→ Source records
>> Start

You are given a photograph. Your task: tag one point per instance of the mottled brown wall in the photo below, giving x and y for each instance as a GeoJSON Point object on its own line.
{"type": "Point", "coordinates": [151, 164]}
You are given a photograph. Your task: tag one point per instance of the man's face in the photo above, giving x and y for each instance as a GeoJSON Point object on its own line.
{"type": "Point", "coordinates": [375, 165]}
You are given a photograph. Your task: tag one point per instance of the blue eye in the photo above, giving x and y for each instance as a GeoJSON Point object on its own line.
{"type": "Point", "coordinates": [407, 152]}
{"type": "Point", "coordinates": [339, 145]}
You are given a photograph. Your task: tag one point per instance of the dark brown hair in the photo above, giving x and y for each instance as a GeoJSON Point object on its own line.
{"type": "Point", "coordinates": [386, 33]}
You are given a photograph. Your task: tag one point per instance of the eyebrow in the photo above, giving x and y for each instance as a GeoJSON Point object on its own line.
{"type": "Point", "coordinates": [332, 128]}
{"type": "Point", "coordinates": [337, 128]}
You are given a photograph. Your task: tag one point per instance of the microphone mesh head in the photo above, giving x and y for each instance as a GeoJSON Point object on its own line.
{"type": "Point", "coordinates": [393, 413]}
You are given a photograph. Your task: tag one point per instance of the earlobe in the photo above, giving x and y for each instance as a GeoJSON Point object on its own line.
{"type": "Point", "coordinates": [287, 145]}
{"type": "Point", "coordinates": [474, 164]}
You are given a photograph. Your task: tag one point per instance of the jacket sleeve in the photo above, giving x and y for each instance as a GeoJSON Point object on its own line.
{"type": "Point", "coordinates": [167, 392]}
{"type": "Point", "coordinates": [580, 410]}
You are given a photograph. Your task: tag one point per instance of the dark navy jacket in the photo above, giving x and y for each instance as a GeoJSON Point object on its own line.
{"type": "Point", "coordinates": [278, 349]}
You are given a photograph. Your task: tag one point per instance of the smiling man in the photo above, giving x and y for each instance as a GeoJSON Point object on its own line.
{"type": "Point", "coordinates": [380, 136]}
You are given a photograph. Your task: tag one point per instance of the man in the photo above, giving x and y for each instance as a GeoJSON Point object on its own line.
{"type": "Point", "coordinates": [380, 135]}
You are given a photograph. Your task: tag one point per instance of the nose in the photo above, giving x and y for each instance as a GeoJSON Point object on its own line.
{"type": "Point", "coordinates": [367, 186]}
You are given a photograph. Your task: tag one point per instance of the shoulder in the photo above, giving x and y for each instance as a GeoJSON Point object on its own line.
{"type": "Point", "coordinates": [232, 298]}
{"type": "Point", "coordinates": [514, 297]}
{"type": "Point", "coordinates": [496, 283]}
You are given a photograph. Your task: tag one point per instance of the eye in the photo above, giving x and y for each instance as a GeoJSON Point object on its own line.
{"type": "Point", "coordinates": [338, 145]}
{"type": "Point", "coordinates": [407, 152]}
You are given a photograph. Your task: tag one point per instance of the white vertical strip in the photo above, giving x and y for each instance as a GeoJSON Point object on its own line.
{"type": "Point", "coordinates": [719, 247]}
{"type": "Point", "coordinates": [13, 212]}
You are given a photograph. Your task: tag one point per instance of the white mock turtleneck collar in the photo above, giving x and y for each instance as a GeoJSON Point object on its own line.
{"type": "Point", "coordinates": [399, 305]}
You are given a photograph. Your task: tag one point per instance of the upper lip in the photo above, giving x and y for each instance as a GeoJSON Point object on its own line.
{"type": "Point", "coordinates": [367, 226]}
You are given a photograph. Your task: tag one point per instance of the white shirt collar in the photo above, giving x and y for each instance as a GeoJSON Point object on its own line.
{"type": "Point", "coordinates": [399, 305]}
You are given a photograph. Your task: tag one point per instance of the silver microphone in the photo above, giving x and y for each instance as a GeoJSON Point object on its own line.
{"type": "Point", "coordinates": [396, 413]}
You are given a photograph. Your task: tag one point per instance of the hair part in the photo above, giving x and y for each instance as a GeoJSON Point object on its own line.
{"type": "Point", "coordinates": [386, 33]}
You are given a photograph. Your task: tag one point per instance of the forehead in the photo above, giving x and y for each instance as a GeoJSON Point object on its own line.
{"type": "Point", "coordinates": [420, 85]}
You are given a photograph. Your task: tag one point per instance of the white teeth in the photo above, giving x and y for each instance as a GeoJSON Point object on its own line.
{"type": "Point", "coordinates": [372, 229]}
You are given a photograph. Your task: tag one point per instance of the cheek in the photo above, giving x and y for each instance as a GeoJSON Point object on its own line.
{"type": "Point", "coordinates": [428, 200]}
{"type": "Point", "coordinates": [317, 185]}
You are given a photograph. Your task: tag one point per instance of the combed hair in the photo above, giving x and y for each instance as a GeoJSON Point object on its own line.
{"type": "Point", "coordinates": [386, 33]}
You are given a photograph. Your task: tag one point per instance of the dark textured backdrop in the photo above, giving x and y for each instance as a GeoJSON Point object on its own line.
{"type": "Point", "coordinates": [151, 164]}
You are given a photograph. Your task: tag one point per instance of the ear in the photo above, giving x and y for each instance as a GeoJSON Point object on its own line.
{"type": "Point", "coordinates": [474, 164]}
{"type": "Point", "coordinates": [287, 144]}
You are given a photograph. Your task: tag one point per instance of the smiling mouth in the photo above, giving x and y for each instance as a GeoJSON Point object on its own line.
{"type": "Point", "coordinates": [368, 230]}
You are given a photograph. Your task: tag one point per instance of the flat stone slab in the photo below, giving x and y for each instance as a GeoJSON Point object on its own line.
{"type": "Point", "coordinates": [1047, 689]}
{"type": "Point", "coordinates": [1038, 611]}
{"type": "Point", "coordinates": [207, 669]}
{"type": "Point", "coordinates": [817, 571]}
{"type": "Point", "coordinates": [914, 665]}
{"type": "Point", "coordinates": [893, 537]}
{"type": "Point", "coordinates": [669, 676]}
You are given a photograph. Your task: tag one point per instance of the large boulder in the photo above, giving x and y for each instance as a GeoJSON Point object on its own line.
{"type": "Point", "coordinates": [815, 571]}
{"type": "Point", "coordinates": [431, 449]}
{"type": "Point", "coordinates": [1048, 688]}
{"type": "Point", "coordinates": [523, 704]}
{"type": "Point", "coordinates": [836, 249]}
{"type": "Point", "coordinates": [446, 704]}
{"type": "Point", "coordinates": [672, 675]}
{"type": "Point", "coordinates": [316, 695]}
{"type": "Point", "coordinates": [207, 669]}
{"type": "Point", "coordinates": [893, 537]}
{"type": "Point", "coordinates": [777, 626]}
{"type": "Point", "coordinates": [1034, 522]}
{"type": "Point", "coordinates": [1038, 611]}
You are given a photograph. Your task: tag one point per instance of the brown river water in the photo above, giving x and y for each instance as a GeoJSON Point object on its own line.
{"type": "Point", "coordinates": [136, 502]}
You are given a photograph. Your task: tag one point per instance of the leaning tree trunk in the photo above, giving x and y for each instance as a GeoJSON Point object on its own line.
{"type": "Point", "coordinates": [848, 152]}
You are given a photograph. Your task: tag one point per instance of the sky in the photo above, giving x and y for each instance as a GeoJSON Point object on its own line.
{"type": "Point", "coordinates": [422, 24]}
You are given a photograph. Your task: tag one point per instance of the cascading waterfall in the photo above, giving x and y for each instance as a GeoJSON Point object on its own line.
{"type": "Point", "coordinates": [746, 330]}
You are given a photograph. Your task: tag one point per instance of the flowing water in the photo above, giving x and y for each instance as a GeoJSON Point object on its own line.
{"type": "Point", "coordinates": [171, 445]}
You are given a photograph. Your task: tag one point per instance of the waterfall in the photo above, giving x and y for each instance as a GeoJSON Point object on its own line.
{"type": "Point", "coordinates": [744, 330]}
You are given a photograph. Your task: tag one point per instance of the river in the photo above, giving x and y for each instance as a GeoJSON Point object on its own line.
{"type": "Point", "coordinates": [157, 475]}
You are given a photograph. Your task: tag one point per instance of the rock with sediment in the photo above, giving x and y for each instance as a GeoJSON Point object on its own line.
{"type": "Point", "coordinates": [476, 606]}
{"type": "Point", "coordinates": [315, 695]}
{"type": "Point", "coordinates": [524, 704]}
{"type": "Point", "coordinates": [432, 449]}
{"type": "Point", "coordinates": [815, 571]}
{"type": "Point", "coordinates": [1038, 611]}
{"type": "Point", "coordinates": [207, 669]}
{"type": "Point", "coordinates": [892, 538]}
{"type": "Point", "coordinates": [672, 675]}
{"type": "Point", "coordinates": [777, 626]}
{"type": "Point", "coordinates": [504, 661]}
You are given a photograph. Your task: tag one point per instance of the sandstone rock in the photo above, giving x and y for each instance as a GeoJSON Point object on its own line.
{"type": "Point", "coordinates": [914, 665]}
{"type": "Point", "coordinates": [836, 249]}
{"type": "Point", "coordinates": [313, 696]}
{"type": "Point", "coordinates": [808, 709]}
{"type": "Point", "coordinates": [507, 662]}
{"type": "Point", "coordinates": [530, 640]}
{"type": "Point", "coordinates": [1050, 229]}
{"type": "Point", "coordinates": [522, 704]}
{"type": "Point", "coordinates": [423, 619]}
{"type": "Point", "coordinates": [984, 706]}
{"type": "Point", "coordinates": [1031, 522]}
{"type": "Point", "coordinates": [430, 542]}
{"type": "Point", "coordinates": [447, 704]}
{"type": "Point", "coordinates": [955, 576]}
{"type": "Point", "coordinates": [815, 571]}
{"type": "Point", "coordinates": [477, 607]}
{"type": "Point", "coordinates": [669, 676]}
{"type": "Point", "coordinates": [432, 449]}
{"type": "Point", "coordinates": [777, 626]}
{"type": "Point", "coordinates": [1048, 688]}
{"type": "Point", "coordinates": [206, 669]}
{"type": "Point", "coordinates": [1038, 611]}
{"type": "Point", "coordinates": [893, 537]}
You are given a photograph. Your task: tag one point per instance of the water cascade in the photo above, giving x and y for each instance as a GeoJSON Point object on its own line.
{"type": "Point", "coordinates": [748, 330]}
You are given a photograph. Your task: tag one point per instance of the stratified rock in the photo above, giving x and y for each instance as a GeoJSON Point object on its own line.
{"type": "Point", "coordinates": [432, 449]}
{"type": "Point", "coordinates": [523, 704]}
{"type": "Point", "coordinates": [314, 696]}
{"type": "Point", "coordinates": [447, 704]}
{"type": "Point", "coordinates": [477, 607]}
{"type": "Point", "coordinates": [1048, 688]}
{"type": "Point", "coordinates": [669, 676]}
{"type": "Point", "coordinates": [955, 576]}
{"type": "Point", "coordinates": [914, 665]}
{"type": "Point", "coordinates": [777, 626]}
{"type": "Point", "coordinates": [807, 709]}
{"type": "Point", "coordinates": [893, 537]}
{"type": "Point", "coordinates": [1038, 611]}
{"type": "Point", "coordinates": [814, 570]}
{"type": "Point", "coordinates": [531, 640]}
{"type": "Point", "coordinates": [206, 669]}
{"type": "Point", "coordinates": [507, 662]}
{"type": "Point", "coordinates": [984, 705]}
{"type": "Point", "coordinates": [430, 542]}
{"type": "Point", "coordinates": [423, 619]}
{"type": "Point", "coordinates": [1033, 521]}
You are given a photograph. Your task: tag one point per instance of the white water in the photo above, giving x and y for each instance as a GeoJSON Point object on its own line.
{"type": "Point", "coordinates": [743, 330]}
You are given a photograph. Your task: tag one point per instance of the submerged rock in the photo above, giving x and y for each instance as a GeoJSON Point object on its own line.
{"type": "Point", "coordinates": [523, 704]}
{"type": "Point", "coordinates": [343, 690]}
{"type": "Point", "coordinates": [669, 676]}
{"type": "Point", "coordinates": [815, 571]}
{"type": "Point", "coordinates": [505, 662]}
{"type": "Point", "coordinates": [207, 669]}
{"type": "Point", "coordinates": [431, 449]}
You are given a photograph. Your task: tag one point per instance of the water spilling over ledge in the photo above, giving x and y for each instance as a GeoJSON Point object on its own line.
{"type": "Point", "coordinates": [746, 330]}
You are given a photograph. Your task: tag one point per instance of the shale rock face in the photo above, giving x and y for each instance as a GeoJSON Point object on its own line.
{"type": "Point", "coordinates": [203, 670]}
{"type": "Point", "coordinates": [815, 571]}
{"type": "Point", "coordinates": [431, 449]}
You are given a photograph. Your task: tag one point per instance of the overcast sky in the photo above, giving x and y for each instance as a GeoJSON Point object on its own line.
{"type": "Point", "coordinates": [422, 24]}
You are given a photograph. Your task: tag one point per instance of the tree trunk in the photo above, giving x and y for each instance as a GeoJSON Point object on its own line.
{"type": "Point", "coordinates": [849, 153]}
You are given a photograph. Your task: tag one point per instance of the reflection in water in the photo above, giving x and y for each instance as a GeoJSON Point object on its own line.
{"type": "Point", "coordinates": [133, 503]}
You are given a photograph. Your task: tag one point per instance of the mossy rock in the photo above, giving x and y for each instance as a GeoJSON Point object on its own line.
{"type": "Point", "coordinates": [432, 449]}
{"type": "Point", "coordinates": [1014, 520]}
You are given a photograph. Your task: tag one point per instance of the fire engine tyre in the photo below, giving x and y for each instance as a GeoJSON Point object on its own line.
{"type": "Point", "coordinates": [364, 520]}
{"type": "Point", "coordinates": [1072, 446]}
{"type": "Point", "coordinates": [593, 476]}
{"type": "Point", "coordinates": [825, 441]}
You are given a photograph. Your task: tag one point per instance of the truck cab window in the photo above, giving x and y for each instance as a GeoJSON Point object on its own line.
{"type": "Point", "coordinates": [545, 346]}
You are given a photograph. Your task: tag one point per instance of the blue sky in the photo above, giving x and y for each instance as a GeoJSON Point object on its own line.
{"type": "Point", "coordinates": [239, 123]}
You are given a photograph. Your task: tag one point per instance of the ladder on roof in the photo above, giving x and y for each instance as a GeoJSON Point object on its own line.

>> End

→ Required work
From the line holding "of the overcast" to the last line of the records, quote each line exactly and add nothing.

→ Full answer
You are given a photograph. Your task: tag one point per instance of the overcast sky in the photo above, giving x and y for each instance as a GeoJSON Point object on its own line.
{"type": "Point", "coordinates": [422, 24]}
You are given a photograph. Your task: tag one point per instance of the tree trunk in the photo above, giving x and y for each instance as a GeoJSON Point object on its own line.
{"type": "Point", "coordinates": [849, 153]}
You are given a photograph. Your task: tag one point per instance of the reflection in water in the photo above, giving x and y for each instance as a GeoJSON Point object on its own line.
{"type": "Point", "coordinates": [133, 503]}
You are given a photograph. Your task: tag one point per instance of the mossy rock in the photo above, giving x and y for each instance as a GeoJSON Point object on its own line.
{"type": "Point", "coordinates": [432, 449]}
{"type": "Point", "coordinates": [1014, 520]}
You are given a photograph. Your task: tag one point per instance of the fire engine tyre in the photo below, giving x and y for each instance as a GeoJSON Point object on its own line.
{"type": "Point", "coordinates": [364, 520]}
{"type": "Point", "coordinates": [1072, 446]}
{"type": "Point", "coordinates": [593, 476]}
{"type": "Point", "coordinates": [825, 441]}
You are given a photograph. Your task: tag one point per instance of the truck cab window in the photo above, giving x and y for each instance as a GeoJSON Point object on its own line.
{"type": "Point", "coordinates": [545, 346]}
You are given a photograph. Your task: tag one point per instance of the blue sky in the photo above, giving x and y for each instance as a GeoJSON Point object on its own line.
{"type": "Point", "coordinates": [239, 123]}
You are given a photograph. Your task: tag one point per instance of the ladder on roof in the photo above, giving x and y for each instance as a GeoJSON Point object on its own line.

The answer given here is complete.